DATA SUPPLIED >>
--------------------------------
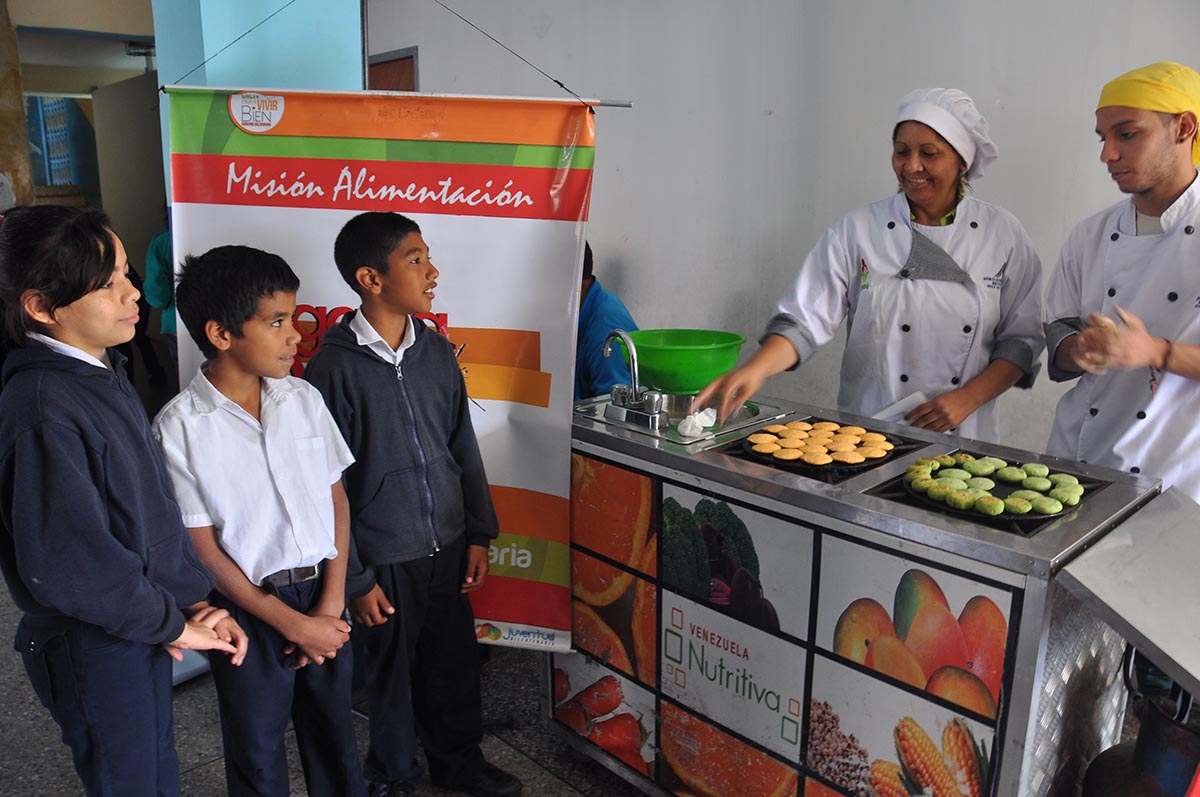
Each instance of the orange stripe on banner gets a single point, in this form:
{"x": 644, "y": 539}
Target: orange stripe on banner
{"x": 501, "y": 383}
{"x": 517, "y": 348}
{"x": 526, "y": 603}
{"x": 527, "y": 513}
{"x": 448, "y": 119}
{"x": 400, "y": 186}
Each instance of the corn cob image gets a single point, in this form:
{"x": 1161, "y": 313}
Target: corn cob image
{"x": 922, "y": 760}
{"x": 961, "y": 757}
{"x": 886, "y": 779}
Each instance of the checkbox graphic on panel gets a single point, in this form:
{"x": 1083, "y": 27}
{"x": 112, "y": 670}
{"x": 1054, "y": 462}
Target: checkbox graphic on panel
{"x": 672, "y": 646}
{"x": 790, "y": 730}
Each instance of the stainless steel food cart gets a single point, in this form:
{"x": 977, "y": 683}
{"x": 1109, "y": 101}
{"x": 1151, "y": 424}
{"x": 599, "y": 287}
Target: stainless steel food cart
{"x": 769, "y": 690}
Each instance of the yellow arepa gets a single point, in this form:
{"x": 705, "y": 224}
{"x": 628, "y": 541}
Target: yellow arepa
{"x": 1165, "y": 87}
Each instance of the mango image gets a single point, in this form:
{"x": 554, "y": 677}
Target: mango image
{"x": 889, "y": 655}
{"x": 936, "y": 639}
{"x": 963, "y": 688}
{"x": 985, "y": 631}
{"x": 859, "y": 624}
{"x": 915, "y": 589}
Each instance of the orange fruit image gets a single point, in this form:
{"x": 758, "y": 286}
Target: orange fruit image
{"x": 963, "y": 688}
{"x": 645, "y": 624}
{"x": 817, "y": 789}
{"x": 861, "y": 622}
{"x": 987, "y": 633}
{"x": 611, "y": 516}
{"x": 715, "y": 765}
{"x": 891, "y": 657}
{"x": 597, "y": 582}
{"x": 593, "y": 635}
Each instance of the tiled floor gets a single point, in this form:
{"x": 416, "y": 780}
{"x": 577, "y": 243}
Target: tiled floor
--------------------------------
EXERCISE GOAL >>
Repeat each entry above word for word, leaving every picture out.

RESULT OF THE EXERCISE >>
Each instance of the orange stripe on banner gets a single point, in this form:
{"x": 644, "y": 539}
Target: orange stripe on banner
{"x": 501, "y": 383}
{"x": 517, "y": 348}
{"x": 526, "y": 603}
{"x": 527, "y": 513}
{"x": 448, "y": 119}
{"x": 400, "y": 186}
Each instance of the corn cob image gets a single point, in this form:
{"x": 1161, "y": 313}
Target: corn cob image
{"x": 922, "y": 760}
{"x": 961, "y": 757}
{"x": 886, "y": 779}
Each instance of the checkbox graphic on panel gets a single point, in this form:
{"x": 1083, "y": 27}
{"x": 112, "y": 670}
{"x": 1054, "y": 462}
Target: checkbox graphic on panel
{"x": 672, "y": 646}
{"x": 790, "y": 730}
Each instance of the stainless steel food cart gets a single point, in this form:
{"x": 977, "y": 683}
{"x": 1109, "y": 101}
{"x": 1151, "y": 424}
{"x": 599, "y": 287}
Target: stainless steel food cart
{"x": 769, "y": 690}
Each instance of the yellow arepa gets a single point, in this form:
{"x": 705, "y": 224}
{"x": 628, "y": 541}
Target: yellow arepa
{"x": 1165, "y": 87}
Each instance of the mango image gets a single point, in this form:
{"x": 554, "y": 677}
Target: mango image
{"x": 889, "y": 655}
{"x": 936, "y": 639}
{"x": 963, "y": 688}
{"x": 985, "y": 631}
{"x": 859, "y": 624}
{"x": 915, "y": 589}
Each instance of the orange fruit image gets a single point, in this form:
{"x": 758, "y": 286}
Target: orange fruit image
{"x": 963, "y": 688}
{"x": 645, "y": 624}
{"x": 817, "y": 789}
{"x": 861, "y": 622}
{"x": 987, "y": 633}
{"x": 611, "y": 516}
{"x": 715, "y": 765}
{"x": 891, "y": 657}
{"x": 597, "y": 582}
{"x": 593, "y": 635}
Each instance of the tiled floor gets a single point, in this form:
{"x": 416, "y": 780}
{"x": 577, "y": 243}
Target: tiled floor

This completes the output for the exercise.